■ What you are asked to do
Find the line that contains "Annotation task — pin every instance of the microphone with"; please output it and each line after it, exactly as shown, up to the end of the entries below, skipping pictures.

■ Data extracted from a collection
..........

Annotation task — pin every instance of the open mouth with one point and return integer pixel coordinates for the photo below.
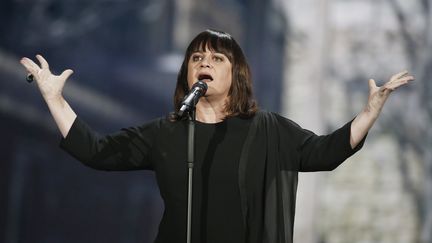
(205, 77)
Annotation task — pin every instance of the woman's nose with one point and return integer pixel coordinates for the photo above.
(205, 62)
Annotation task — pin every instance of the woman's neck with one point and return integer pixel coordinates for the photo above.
(210, 112)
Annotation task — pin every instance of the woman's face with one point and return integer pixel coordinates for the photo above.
(213, 68)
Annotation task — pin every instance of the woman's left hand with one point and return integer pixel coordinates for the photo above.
(378, 95)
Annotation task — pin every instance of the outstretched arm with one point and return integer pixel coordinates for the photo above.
(377, 98)
(51, 88)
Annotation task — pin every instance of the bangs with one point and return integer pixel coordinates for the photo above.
(214, 41)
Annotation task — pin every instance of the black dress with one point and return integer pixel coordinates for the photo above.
(245, 176)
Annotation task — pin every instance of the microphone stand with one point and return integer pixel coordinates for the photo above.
(190, 164)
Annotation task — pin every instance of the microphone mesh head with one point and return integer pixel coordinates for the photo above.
(201, 85)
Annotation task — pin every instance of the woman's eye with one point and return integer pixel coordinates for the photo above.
(196, 58)
(218, 58)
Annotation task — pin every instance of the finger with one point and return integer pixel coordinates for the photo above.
(43, 62)
(399, 75)
(32, 67)
(372, 84)
(66, 73)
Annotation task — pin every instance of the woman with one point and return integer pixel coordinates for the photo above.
(246, 161)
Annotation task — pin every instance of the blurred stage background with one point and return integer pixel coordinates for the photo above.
(311, 60)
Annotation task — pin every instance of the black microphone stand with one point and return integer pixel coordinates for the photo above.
(190, 164)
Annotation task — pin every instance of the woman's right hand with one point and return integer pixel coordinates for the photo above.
(50, 85)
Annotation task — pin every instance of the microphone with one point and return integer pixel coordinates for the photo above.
(191, 99)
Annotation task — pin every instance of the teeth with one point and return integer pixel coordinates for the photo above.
(205, 76)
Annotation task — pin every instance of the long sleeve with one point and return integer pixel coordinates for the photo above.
(128, 149)
(318, 153)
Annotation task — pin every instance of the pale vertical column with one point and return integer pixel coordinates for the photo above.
(182, 25)
(303, 91)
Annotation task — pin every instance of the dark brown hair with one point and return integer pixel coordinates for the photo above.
(240, 96)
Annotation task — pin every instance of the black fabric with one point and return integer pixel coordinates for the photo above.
(261, 156)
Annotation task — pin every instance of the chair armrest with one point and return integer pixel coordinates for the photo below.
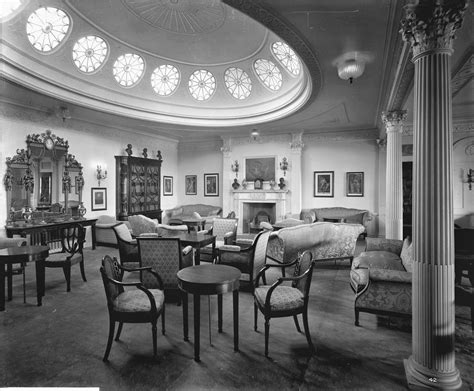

..........

■ Answer area
Annotation task — pin every instance of the microphone with one point and return integer pixel coordinates for the photo above.
(191, 99)
Annotation task — pin every instance of the teeth with one point and return integer pixel coordinates for the photo above.
(205, 76)
Annotation task — pin every instance of the long sleeve with one point and return integer pixel coordinates for the photo above.
(128, 149)
(318, 153)
Annotation task — pin every instance of the pale vertical column with one point and return integer pixel coordinates for the photo above.
(182, 25)
(303, 91)
Annotation task — pin every instance of the dark brown hair with one point and return integer pixel coordinates for the photo above.
(240, 96)
Annotation task — pin every instance of the black fabric with one point and return integer pixel coordinates for the photo above.
(261, 156)
Annotation task — pin every instance of the chair armrest with one point and return integer pixel coordinates for the photo below.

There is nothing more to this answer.